▸ Work to be completed
Word for word, copy out every line of the records, omitting each picture.

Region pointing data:
--- --- ---

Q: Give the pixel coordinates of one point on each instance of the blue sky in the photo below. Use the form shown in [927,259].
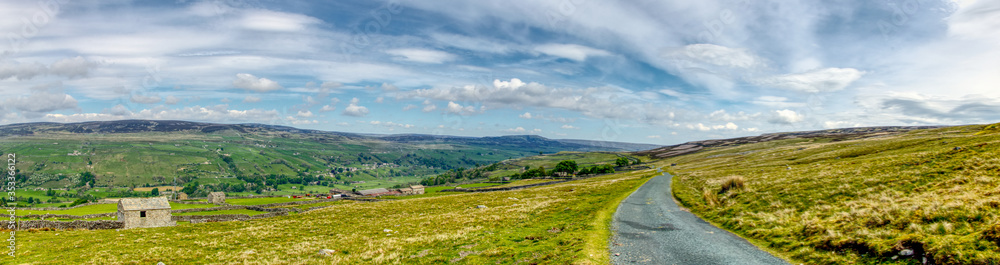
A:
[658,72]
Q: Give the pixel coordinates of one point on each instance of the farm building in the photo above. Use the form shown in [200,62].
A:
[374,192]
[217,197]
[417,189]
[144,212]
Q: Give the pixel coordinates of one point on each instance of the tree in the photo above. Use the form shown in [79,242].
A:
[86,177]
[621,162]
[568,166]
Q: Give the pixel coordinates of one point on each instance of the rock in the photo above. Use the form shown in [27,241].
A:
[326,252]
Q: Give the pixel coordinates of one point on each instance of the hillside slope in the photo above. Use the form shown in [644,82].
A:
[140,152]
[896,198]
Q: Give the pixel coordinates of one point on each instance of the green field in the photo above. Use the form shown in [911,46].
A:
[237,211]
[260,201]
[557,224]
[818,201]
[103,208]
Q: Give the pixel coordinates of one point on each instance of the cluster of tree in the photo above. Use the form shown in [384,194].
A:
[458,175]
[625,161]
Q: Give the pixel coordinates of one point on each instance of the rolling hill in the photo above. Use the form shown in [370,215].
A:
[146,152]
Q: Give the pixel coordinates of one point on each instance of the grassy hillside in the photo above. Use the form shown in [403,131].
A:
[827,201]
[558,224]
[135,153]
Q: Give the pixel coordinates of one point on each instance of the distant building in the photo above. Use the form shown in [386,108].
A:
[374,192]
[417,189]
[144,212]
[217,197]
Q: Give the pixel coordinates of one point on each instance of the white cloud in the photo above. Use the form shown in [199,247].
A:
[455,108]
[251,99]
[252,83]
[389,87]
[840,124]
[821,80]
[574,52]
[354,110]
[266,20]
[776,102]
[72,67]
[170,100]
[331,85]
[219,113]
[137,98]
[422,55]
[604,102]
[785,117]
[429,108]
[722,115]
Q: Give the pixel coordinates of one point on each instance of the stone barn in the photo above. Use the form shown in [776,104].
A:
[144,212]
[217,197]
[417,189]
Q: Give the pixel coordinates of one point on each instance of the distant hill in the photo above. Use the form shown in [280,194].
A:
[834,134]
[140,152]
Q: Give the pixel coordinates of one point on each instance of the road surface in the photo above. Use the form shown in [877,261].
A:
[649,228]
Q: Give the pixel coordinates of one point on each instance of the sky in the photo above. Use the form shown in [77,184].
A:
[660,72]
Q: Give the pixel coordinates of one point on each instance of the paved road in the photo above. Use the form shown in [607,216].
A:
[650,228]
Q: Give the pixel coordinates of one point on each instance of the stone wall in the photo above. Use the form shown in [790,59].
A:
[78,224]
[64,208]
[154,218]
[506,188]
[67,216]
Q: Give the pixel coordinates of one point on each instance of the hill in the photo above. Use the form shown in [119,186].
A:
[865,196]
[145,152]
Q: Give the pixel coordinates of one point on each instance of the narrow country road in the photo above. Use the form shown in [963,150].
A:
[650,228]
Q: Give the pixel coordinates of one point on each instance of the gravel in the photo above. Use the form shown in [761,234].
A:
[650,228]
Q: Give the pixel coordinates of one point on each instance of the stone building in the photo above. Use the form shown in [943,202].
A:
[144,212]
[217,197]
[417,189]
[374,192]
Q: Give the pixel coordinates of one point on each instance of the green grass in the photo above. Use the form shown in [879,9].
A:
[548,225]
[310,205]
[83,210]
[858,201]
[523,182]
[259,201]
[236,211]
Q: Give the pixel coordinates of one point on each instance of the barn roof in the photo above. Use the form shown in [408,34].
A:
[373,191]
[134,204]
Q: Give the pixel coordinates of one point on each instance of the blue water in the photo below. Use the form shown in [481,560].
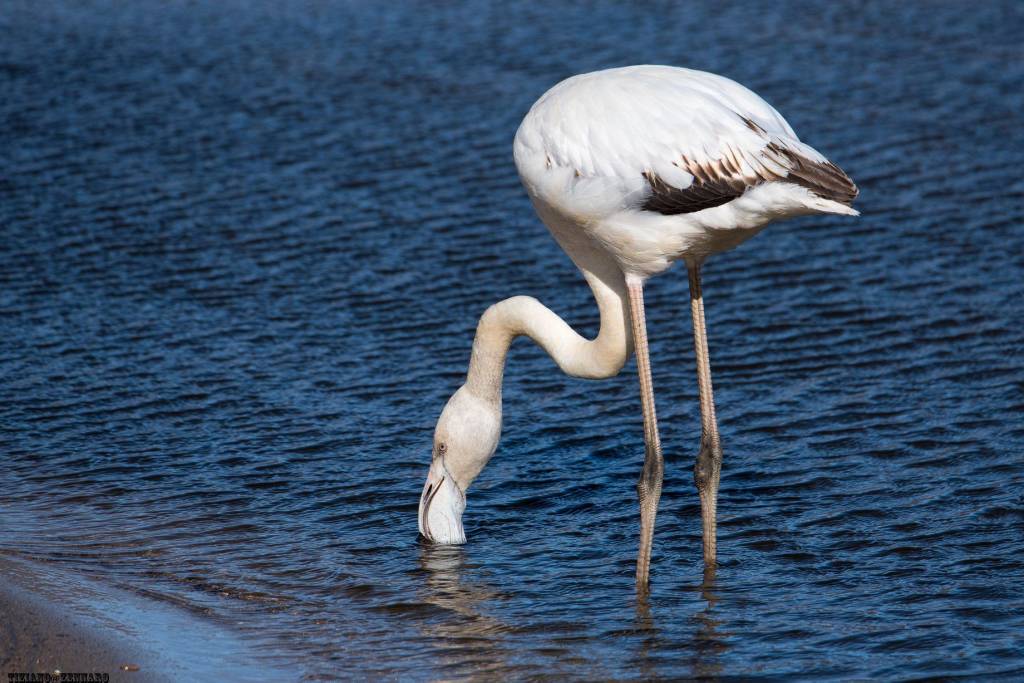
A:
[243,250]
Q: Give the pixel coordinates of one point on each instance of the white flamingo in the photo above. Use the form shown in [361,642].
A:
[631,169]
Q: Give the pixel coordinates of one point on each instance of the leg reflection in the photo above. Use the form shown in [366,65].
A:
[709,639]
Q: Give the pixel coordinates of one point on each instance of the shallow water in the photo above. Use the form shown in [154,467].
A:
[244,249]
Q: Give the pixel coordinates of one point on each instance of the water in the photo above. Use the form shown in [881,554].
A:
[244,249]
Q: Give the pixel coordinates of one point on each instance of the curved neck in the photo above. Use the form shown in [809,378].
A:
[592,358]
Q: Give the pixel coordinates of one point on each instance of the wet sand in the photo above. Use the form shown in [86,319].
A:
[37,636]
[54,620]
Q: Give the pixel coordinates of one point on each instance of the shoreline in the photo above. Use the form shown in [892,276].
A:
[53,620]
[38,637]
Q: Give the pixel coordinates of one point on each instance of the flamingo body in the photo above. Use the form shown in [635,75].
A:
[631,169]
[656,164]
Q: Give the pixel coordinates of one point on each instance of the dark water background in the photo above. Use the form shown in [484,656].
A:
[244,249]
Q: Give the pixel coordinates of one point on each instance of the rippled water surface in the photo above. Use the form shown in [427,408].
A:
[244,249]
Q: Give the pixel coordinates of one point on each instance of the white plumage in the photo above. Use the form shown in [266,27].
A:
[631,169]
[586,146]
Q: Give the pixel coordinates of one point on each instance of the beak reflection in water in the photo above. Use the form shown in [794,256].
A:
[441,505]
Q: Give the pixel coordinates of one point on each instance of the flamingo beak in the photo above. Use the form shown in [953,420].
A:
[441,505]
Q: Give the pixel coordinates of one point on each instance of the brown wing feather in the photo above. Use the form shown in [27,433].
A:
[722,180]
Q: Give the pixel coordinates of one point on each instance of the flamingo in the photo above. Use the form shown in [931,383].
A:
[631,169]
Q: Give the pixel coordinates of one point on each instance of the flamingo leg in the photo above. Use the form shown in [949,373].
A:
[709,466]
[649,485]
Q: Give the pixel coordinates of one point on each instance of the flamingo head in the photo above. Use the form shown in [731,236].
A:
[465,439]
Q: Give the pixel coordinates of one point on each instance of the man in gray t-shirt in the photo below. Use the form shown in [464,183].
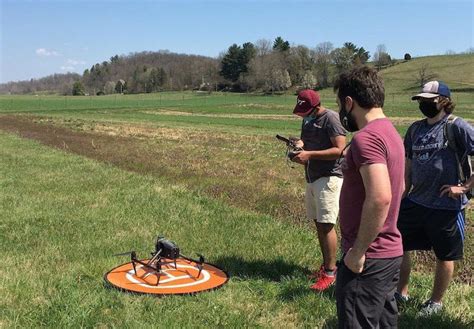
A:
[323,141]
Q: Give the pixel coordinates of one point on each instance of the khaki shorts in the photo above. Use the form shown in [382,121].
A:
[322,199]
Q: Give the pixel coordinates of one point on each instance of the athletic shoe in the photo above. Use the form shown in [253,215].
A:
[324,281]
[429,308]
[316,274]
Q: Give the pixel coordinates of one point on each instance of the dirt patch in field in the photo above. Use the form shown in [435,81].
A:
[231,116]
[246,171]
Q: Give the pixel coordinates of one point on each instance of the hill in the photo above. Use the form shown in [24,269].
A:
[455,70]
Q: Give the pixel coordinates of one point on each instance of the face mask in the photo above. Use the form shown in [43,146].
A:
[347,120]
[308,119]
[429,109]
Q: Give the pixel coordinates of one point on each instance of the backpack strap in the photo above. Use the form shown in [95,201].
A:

--- --- ---

▸ Expected output
Q: Give the pixel coordinates of one point on each instance of the blue sky in the photo below. Use the form shown in [927,259].
A:
[658,72]
Q: Give the pixel coordinates of one point on each instance of the farm building in the photo above. Use the form shown in [200,62].
A:
[374,192]
[217,197]
[417,189]
[144,212]
Q: Give the pixel coordinates of one point on each instance of the tree in the photo above. Use the form shown in [79,242].
A:
[86,177]
[621,162]
[568,166]
Q: Give the pixel coordinates of one point on each instance of the rock in the photo above. Use the form shown in [27,241].
A:
[326,252]
Q: Give the pixel coordinates of one point on each instance of the hillside slope in the photo above. Use the form shown in [644,82].
A:
[140,152]
[896,198]
Q: Give the pixel coordinates of one point on each instance of the green field in the photo above. Use the form shown in [911,46].
A:
[237,211]
[260,201]
[557,224]
[818,201]
[103,208]
Q: Give the pixel coordinates of one point on each instance of the cluster of tree in the photo above. Use the form shown in [384,194].
A:
[458,175]
[625,161]
Q: Give the pixel coordinates of one point on each instance of the rolling hill in the photo above. Use the form shown in [370,215].
A:
[146,152]
Q: Give the pixel coordinates of one point on each instance of the grassy hillside in the photo above. Use the form shown in [403,131].
A:
[827,201]
[558,224]
[135,153]
Q: Give the pixel coordinates of one point on each instance of the distant building in the photo above. Use the form shown in [386,108].
A:
[374,192]
[417,189]
[144,212]
[217,197]
Q: Give the pixel coordinates of one point on each instance of the white cloud in the photo above. Use the form shown in [199,247].
A:
[455,108]
[251,99]
[252,83]
[389,87]
[840,124]
[821,80]
[574,52]
[354,110]
[266,20]
[776,102]
[72,67]
[170,100]
[331,85]
[219,113]
[137,98]
[422,55]
[604,102]
[785,117]
[429,108]
[722,115]
Q: Give the pixel coordinates of one point on each instance of the stone barn in the photo above. Use the form shown in [776,104].
A:
[144,212]
[217,197]
[417,189]
Q: Give the pixel coordinates of one point on each instance of the distant hill in the photo above. Use the form shown in [280,194].
A:
[834,134]
[140,152]
Q: Give the pixel coordinates of one point on each instance of the road surface in the photo above. Use the form shown in [877,261].
A:
[649,228]
Q: Give the pixel coordinates of one point on each instance of the sky in the photo above. Use the form shown in [77,184].
A:
[660,72]
Q: Give the pixel coordinates of one point on each instance of the paved road in the photo above. Use the form shown in [607,216].
A:
[650,228]
Q: Give the pixel coordinates of one point on each instance of the stone wall in the photo above. Use the form shown in [790,59].
A:
[78,224]
[64,208]
[154,218]
[506,188]
[67,216]
Q: Give the pixel coordinates of one point on each instance of the hill in the photo above. Use the form shown in [119,186].
A:
[865,196]
[145,152]
Q: Give the pixel coordinates of one point on each instance of the narrow country road in the photo above. Use the form shown in [963,150].
A:
[650,228]
Q: Give the pixel coordinates of one point on each instance of the gravel in the photo above. Use the form shown in [761,234].
A:
[650,228]
Q: Give the pixel coordinates of one point on each instance of the stone building in the photo above. Use the form shown in [943,202].
A:
[144,212]
[217,197]
[417,189]
[374,192]
Q: Give the pixel coordinates of one point on each instance of the green grass in the photo above. Use the form shown in [879,9].
A:
[548,225]
[310,205]
[83,210]
[858,201]
[523,182]
[259,201]
[236,211]
Q: Give the pixel coordinates of one point on each instance of the barn roof in the photo above. Use the form shown in [408,34].
A:
[373,191]
[134,204]
Q: Give the pixel coordinates of one point on each instance of the blue water in the photo below. Use the form shown in [481,560].
A:
[243,250]
Q: Give the pixel coordinates of one point on each instance of the white flamingo in the photo above. Use the form shown in [361,642].
A:
[631,169]
Q: Give the pixel coordinates of one point on each instance of the leg reflection in the photo above. Use the form shown in [366,65].
A:
[709,639]
Q: Give the pixel coordinates of one point on each instance of the shallow water in the photo above. Use the form shown in [154,467].
A:
[244,249]
Q: Give the pixel coordinates of one point on each instance of the water in the photo above. Use the form shown in [881,554].
A:
[244,249]
Q: Give the pixel coordinates of one point on each instance of the curved neck in the photo above. Use the form shown in [809,378].
A:
[592,358]
Q: Give the pixel coordinates of one point on each instance of the wet sand in the photo above. Use the form shown in [86,319].
A:
[37,636]
[54,620]
Q: Give the pixel coordinates of one point on each instance of the shoreline in the photo above. Use the form shown in [892,276].
A:
[53,620]
[38,637]
Q: Give the pixel coordinates of one point on each instance of the flamingo body in the photo above. Use the form shown in [635,75].
A:
[631,169]
[656,164]
Q: Give the pixel coordinates of one point on each instance of the dark water background in the photo above. Use the form shown in [484,656].
A:
[244,249]
Q: Give the pixel coordinates of one point on each instance of the rippled water surface in the photo above. Use the form shown in [427,408].
A:
[244,249]
Q: Give the pixel coordinates of one point on each instance of the white plumage in the photo above. Use the form shown in [266,27].
A:
[631,169]
[586,146]
Q: Give the pixel coordinates of one point on each instance of the beak reflection in water in the photo above. Use the form shown in [794,256].
A:
[441,505]
Q: Give the pixel coordinates of one point on each instance of the flamingo beak in the photo above. Use the form shown in [953,420].
A:
[441,505]
Q: Give the pixel coordinates of one point on each instance of the brown wing feather in the photo above. Use the form shown in [27,433].
A:
[722,180]
Q: Give the pixel coordinates of one point on each instance of the flamingo in the photo above. Use the form shown in [931,383].
A:
[631,169]
Q: Give the pixel coordinates of one point on each instance of the flamingo leg in the photo above. Use the form shown in [949,373].
A:
[709,466]
[649,485]
Q: Give the pixel coordinates of one point on each instance of the flamingo head in the photo above. Use the form shown in [731,236].
A:
[465,439]
Q: Give the pixel coordinates of one point on each instance of the man in gray t-shirt in the photo below. Use the form shown in [464,183].
A:
[323,141]
Q: Give the pixel coordinates of one point on each instance of the khaki shorts in the photo above. Use the form shown in [382,121].
A:
[322,199]
Q: Give the pixel coordinates of one point on each instance of the athletic shoe in the photo above. Use the form shown in [253,215].
A:
[324,281]
[429,308]
[316,274]
Q: Give the pixel coordinates of one point on each instance of the dirt patch in field in the photo above. Use the form shown in [435,81].
A:
[231,116]
[246,171]
Q: Give the pixel coordinates of one point on each instance of the hill in the photo above. Use the form shown in [24,269].
A:
[455,70]
Q: Give the pixel coordinates of one point on each instance of the face mask in the photo above. Use the form shown in [43,146].
A:
[347,120]
[308,119]
[429,109]
Q: Give the pixel coordinates of one point on each instance of the backpack strap in the photo above. Use the form shown in [95,201].
A:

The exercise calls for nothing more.